▶ TEXTO PARA LEITURA
_ _ _ _

Quererei, sim, ler o livro do Dr Benjamim, o teu psiquiatra.

Nao vejo a hora de voltar.
Com as passagens de avião mais altas do que um octogenário aposentado pode voar, vou ter que esperar ainda um bom tempo para ver quando vou poder voar.
Mas vamos voltar, sim.

Eurídice ainda segue na luta pela saúde e eu com ela aqui sobrevivendo nós juntos no espaço mínimo, mínimo mesmo, quanto o salário, espaço mínimo, mas alto porque de um 11o. andar num pé de ladeira do Paraíso,
sim, Paraíso é o nome do bairro.

Na terra do já teve, teve um lugar com esse nome aí também.
(Virou charada entre herdeiros, charada triste e suja como são pela aí as verdades sobre merdeiros e nem é bom falar.)

Desta janela ou escotilha decolo o olhar sobre a selva de pedra acinzentada de tão poluídos edifícios, sobrevoo o parque, o enorme monumento à arrogância e ao individualismo políticos, o “deixa comigo”, “deixa que eu empurro”, a assembleia dos homens e das mulheres legislativas, o quartel militar decisivo no golpe que derrubou o Jango e o que aquele tempo ainda exalava de democracia, contemplo o verde e a lagoa e até me animo a descer para subir a ladeira e me enxerir no chafurdo de todo domingo na avenida ali em cima.

Falei há pouco, via WhatsApp, com Edson Filho, que vive em Teresina.
Camila está indo com Neto de carro novo pela estrada que sai de Brasília, passa por Floriano, querendo chegar a Caxias, a tempo para os fulejos da virada para o Ano Novo.

E eu aqui com Eurídice nestas alturas, ar fresco, mas impuro e quase nenhum espaço, em treinamento para morarmos no infinito de uma cápsula de alguma estação espacial especial.

_ _ _ _

▶ DADOS FORNECIDOS
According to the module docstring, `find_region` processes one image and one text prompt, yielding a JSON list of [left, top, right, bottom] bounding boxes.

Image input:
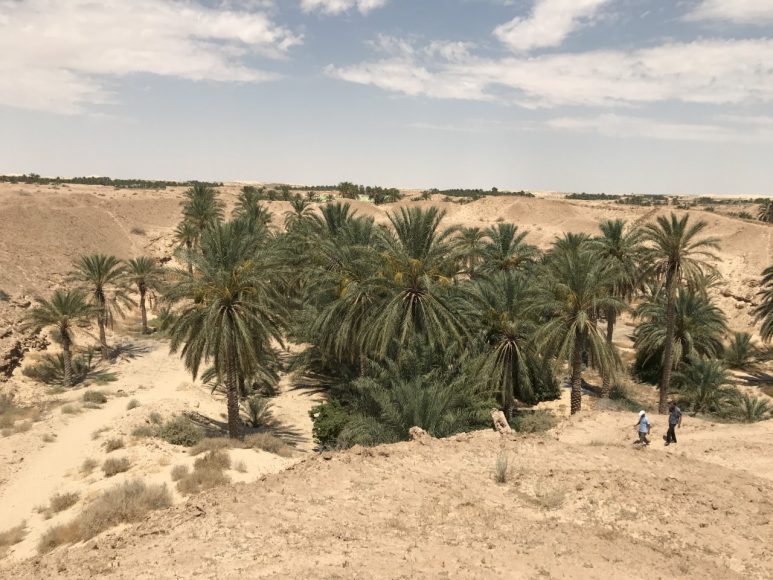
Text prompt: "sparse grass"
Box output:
[[513, 409, 556, 433], [80, 457, 99, 477], [0, 522, 27, 557], [177, 451, 231, 495], [190, 437, 231, 455], [242, 433, 293, 457], [494, 449, 510, 483], [102, 457, 131, 477], [104, 437, 124, 453], [172, 465, 190, 481], [83, 391, 107, 405], [38, 480, 172, 554]]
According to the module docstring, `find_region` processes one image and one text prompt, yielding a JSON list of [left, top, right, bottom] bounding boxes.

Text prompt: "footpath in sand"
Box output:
[[5, 411, 773, 580], [0, 340, 318, 559]]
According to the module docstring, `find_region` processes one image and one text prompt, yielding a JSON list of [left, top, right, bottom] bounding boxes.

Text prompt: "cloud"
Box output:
[[326, 39, 773, 108], [0, 0, 301, 113], [494, 0, 610, 52], [546, 113, 773, 143], [687, 0, 773, 25], [301, 0, 388, 14]]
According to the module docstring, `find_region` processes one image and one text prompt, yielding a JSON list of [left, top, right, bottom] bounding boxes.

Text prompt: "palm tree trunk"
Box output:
[[601, 308, 617, 399], [658, 274, 676, 415], [225, 354, 241, 439], [62, 334, 72, 388], [140, 286, 148, 334], [572, 333, 583, 415], [97, 311, 110, 360]]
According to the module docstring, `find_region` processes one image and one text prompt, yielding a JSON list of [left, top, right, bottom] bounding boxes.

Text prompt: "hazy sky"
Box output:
[[0, 0, 773, 195]]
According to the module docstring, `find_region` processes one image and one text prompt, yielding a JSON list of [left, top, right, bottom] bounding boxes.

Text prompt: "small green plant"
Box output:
[[494, 449, 510, 483], [104, 437, 124, 453], [102, 457, 131, 477]]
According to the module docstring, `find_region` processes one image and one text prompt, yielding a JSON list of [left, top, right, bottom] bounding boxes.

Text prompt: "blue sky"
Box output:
[[0, 0, 773, 195]]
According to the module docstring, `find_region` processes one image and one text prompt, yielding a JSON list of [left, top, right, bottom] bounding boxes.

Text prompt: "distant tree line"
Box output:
[[0, 173, 223, 189]]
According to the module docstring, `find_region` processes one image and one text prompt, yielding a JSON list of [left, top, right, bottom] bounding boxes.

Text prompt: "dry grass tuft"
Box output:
[[38, 480, 172, 554], [103, 437, 124, 453], [242, 433, 293, 457], [102, 457, 132, 477]]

_ _ _ _

▶ TAREFAS A REALIZAR
1. Segundo o texto sobre o apartamento no Paraíso, em que cidade vive Edson Filho?
2. Prossiga com o texto sobre o apartamento no Paraíso a partir da última frase apresentada.
O material não tem relação com o texto sobre o apartamento no Paraíso.

▶ RESPOSTAS POR TAREFA
1. Teresina.

2.
Preferiria ainda hoje a estação do trem da estrada de ferro S. Luís – Teresina.
Era de ferro, sim. Toda de ferro e passava perto do rio no porto da Galiana.

Na ida e na volta do tempo o trem parava em Caxias. Tinham uns garotos que ofereciam água e comida aos passageiros das janelas. (“Olha a água fria, olha a boia, olha a boia!). E eu n’algumas vezes era um deles.

O trem era de ferro, a estrada era de ferro, os postes que vieram da Inglaterra e eram de ferro – acabaram com tudo, menina.

Os cegos do falso testamento, do falso progresso, encegueirados pelo dinheiro do lucro fácil, que saem acabando com tudo, enfiando na cólera do olhar e na fome do bolso tudo o que serve aos outros, destruíram as paisagens correntes, a poesia dos inconscientes, comeram tudo, a estrada de ferro e o trem de ferro.

Largaram os ferroviários e suas famílias ao léo dos gatos pardos invisíveis, daqueles enormes, súditos selvagens dos desertos, imigrantes do nada.

Comeram tudo com a crueldade das dentadas incisivas – o trem de ferro, a estrada em seus trilhos de ferro e palitaram os dentes com os postes de ferro.

Restou a casa da estação que não é de ferro. De ferro só a indignação dos meninos que alcançaram a alfabetização e cresceram dignos da vida que os leva indignados pelo mundo e com isso tudo aí.

Abraça por mim o Wibson, nosso poeta e portal do nosso afeto.

Boas Festas! Feliz Ano Novo! Saúde e Paz!